───── RECORDED DATA

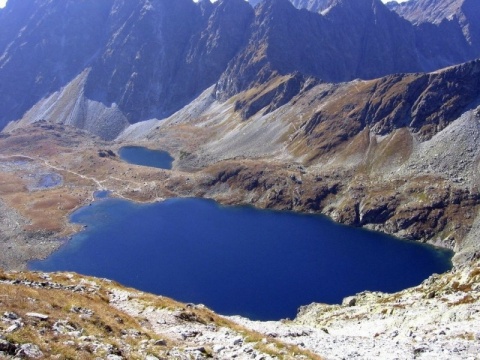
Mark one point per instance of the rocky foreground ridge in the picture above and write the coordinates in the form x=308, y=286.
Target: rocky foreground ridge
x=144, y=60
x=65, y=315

──────────
───── RECORDED DATA

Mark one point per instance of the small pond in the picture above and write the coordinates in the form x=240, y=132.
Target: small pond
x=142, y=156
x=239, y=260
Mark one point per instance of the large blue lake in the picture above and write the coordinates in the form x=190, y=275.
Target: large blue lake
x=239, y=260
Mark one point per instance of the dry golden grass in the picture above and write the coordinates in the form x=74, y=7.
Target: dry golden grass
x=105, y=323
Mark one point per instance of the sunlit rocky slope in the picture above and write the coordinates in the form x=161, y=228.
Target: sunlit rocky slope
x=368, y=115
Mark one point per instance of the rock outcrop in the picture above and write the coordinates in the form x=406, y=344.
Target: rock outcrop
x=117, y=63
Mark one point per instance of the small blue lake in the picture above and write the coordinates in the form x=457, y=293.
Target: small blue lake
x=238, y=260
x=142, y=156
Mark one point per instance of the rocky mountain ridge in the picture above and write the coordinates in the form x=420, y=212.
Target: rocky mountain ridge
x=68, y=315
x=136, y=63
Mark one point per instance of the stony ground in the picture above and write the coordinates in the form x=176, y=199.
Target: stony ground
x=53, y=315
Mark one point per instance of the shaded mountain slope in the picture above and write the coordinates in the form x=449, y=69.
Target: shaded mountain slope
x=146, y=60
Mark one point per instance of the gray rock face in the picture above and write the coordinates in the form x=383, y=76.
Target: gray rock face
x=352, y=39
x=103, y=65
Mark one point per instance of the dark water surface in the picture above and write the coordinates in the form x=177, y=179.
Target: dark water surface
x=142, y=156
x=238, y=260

──────────

## WHAT IS NEEDED
Render the rows from the line with "Mark one point per instance of the rocky foreground" up to and including the line with "x=65, y=315" as a two-column CSV with the columns text and answer. Give one line per row, put its text and its answer each in a single quoted field, and turn line breaks into spaces.

## FULL OUTPUT
text,answer
"Mark one point per instance of the rocky foreground ridge in the picture above and write the coordinates in the form x=308, y=286. Target: rocky foreground ridge","x=144, y=60 x=65, y=315"